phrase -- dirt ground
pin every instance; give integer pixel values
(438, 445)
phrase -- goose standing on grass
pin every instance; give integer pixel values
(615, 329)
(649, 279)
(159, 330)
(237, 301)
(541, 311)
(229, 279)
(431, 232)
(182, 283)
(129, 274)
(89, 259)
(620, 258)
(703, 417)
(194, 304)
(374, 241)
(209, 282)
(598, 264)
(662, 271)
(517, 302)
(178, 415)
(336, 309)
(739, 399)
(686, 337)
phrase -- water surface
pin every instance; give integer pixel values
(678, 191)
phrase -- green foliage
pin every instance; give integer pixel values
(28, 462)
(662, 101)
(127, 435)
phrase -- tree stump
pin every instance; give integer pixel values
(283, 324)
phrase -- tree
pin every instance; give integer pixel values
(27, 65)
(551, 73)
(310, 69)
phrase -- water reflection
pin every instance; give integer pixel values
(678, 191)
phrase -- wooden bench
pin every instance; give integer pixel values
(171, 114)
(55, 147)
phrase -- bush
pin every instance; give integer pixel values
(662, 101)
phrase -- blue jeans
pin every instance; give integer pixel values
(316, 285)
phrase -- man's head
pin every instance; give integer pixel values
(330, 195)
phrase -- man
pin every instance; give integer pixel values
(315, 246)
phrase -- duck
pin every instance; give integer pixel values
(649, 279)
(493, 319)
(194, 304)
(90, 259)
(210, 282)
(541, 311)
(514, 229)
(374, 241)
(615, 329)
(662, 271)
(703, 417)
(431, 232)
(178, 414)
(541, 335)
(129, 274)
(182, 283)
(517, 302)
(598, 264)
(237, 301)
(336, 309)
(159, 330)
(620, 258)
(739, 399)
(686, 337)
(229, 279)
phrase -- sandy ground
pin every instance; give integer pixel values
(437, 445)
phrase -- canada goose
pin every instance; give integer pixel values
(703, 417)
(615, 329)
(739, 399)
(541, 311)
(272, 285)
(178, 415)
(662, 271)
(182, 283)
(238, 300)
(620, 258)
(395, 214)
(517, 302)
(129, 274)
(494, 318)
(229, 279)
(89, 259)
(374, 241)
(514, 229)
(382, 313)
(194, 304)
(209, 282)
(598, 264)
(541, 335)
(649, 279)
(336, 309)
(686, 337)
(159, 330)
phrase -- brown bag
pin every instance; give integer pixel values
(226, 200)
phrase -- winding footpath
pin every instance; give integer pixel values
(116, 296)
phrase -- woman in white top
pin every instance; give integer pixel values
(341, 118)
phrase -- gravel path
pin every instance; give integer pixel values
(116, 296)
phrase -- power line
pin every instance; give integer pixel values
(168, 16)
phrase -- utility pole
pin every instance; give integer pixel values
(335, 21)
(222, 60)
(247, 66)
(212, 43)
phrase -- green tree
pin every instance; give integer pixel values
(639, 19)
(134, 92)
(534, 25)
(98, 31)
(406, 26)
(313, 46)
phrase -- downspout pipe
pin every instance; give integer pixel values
#####
> _REQUIREMENT_:
Every line of the material must be given again exactly.

> _RESPONSE_:
phrase -- dirt ground
pin every instance; give integer pixel values
(438, 445)
phrase -- goose standing on grass
pin every instance; give integer pixel values
(615, 329)
(649, 279)
(159, 330)
(237, 301)
(541, 311)
(229, 279)
(431, 232)
(182, 283)
(129, 274)
(89, 259)
(620, 258)
(703, 417)
(194, 304)
(374, 241)
(209, 282)
(598, 264)
(662, 271)
(517, 302)
(178, 415)
(336, 309)
(739, 399)
(686, 337)
phrase -- water surface
pin every instance; give integer pixel values
(678, 191)
phrase -- green foliage
pin every instance; give integer pixel values
(28, 462)
(662, 101)
(127, 435)
phrase -- tree stump
pin every instance; give integer pixel values
(283, 324)
phrase -- tree
pin every instance; give integer pixel values
(27, 65)
(551, 73)
(310, 69)
phrase -- water reflection
pin every instance; give integer pixel values
(678, 191)
phrase -- wooden bench
pin every instance; give integer pixel values
(171, 114)
(55, 147)
phrase -- bush
pin every instance; give integer pixel values
(662, 101)
phrase -- blue jeans
pin every instance; give integer pixel values
(316, 285)
phrase -- man's head
pin every instance; give integer pixel values
(330, 195)
phrase -- man
pin every instance; give integer pixel values
(315, 246)
phrase -- duck
pin every instance; give integer pixel values
(649, 279)
(493, 319)
(194, 304)
(90, 259)
(210, 282)
(541, 311)
(514, 229)
(374, 241)
(615, 329)
(662, 271)
(703, 417)
(431, 232)
(178, 414)
(541, 335)
(129, 274)
(182, 283)
(517, 302)
(598, 264)
(237, 301)
(336, 309)
(159, 330)
(620, 258)
(739, 399)
(686, 337)
(229, 279)
phrase -- sandy ground
pin every instance; give integer pixel values
(437, 445)
phrase -- canada goose
pin every instance; give integer pixel values
(703, 417)
(615, 329)
(739, 399)
(541, 311)
(272, 285)
(178, 415)
(662, 271)
(182, 283)
(238, 300)
(620, 258)
(395, 214)
(517, 302)
(129, 274)
(494, 318)
(229, 279)
(89, 259)
(374, 241)
(514, 229)
(382, 313)
(194, 304)
(209, 282)
(598, 264)
(541, 335)
(649, 279)
(336, 309)
(686, 337)
(159, 330)
phrase -- brown bag
pin every instance; give integer pixel values
(226, 200)
phrase -- winding footpath
pin every instance; give integer pixel values
(116, 296)
phrase -- woman in white top
pin every instance; give integer pixel values
(341, 118)
phrase -- gravel path
pin every instance; give integer pixel values
(116, 296)
phrase -- power line
pin every instance; give integer pixel values
(168, 16)
phrase -- utility pole
pin every instance; give integer pixel values
(335, 21)
(222, 60)
(247, 66)
(212, 43)
phrase -- green tree
pin every instance; give integer pixel values
(639, 19)
(134, 92)
(534, 25)
(98, 31)
(406, 26)
(313, 46)
phrase -- downspout pipe
pin every instance; give integer pixel values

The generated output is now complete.